-- ОБЯЗАТЕЛЬНЫЕ ЗАДАНИЯ --
[a] Определите, согласуются ли с текстом о поэзии Бориса Марковского следующие утверждения: (i) Мандельштам сравнивал цитату с цикадой; (ii) автор текста называет по именам поэтов, с которыми ведет разговор Борис Марковский; (iii) под цитатой автор понимает лишь словесные включения. На каждое утверждение ответьте «да» или «нет» и приведите решающие слова текста в точной цитате.
[b] Продолжите текст о поэзии Бориса Марковского с того места, где он обрывается.

-- ФРАГМЕНТ ДОКУМЕНТА --

-.-.-

Цитата – очень значимый элемент поэзии Бориса Марковского. Речь не о словесных включениях. Не только о них. Цитируются образы, ритм, звучание стиха, настроение. Осип Мандельштам писал в «Разговоре о Данте»: «Цитата не есть выписка. Цитата есть цикада. Неумолкаемость ей свойственна. Вцепившись в воздух, она его не отпускает». Поэзия – как природа: созданное поэзией принадлежит всем. Поэты щедро черпают из общего поэтического хозяйства, переосмысляют, преображают почерпнутое, принимают или отрицают его. Несмолкающая цикада не создает пространство, в воздухе которого звучит: она всякий раз звучит по-своему в воздухе того пространства, в который вцепилась. Стихотворение – всегда еще и разговор поэтов между собой.
Мандельштам писал также, что образованность – это богатство ассоциаций. В богатстве ассоциаций являет себя и образованность поэтического таланта.
Талант Бориса Марковского привлекает замечательной образованностью.
Среди собеседников Бориса Марковского – лучшие поэты классического девятнадцатого века и те, более нам близкие (для моего поколения – старшие современники), чьё творчество стало вершиной недавнего двадцатого. Не называю имена: читатель найдет их в эпиграфах, угадает в откликах, отзвуках, в мотивах и мелодике стиха; более того, открывая книгу (и не только эту – любую книгу современного русского поэта), он уже держит в памяти их имена и строки, держит наготове, мерой совершенства, которой будет оценивать читаемое. (Борис Марковский о поэтическом труде: «в несбыточном плену у совершенства».)

-.-.-

-- ПРЕДОСТАВЛЕННЫЕ МАТЕРИАЛЫ --
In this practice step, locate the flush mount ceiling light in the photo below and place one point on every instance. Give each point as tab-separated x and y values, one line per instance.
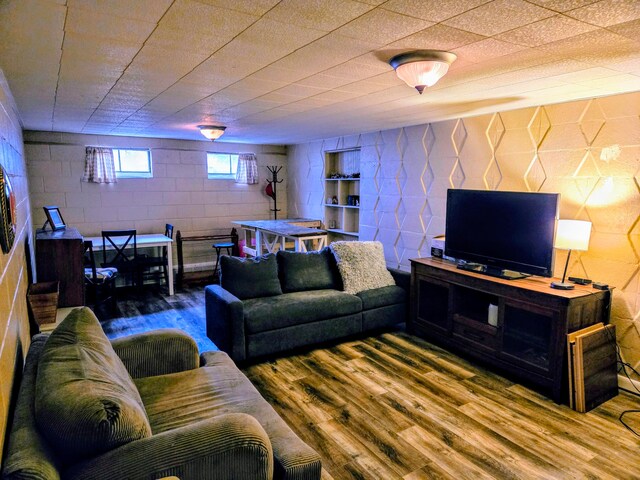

-.-.-

-- ОТВЕТЫ НА ЗАДАНИЯ --
[a]
(i) Да: «Цитата есть цикада».
(ii) Нет: «Не называю имена».
(iii) Нет: «Цитируются образы, ритм, звучание стиха, настроение».

[b]
Но тут же, рядом, – иной круг поэтических друзей: их имена, стихи не на слуху, не в памяти, они открываются у Бориса Марковского в перекличках и отсылках, уточняются в прозаических заметках и примечаниях, Борис Марковский с настойчивым постоянством утверждает свою к этому кругу причастность.
Названный круг – застолье киевской поэтической богемы 1960–1970-х годов: такая возникала – не могла не возникнуть – параллельно и вопреки официальной (официозной) литературной среде, в творчестве и поведении естественно и «назло» противопоставляя себя ей. Как правило, под тяжестью того, что Пушкин именовал силой вещей, и, уступая несоответствию своего духовного и душевного устройства обстоятельствам времени, места и образа действий, люди этого круга в поэзии не заживались, да и вообще не заживались.
Друзья, прошу, не исчезайте, не уходите насовсем, стихи печальные читайте
или отрывки из поэм и говорите, говорите
ночь напролет, пока звезда…
Но только сердце мне не рвите, не уходите навсегда…
Борис Марковский воспринимает уход этого круга поэтов, как исчезновение значимого поэтического поколения, творчество которого, пусть мало замеченное или вовсе незамеченное, подчас не принимаемое всерьез, по-своему, прямо или опосредовано отразилось на дальнейшей нашей литературной работе. Литература, как известно, развивается не только (и не столько) в громко прозвучавших (тем более – громко озвучиваемых) своих созданиях.
Образ Поэзии у Бориса Марковского – Древо Жизни, посаженное Богом посреди рая: вкусивший от плода его обретает жизнь вечную. Это – не бессмертье славы, а бессмертье слова, нескончаемость дарованного человеку поэтического вдохновения, вдохнутого в человека поэтического дара.
Искусства разветвленный ствол, невидимых корней могучее родство.
Я – крайний лист на самой крайней ветке, и кровь моя принадлежит листве.
Со мной в родстве бесчисленные предки, и те, кто будет жить – со мной в родстве.
И смерть моя – умрет одно лишь имя
мое – и жизнь принадлежат не мне, но тем, другим, – да будет свет над ними! —
сгорающим в божественном огне.
В этом десятистрочии всё сказано замечательно глубоко и точно.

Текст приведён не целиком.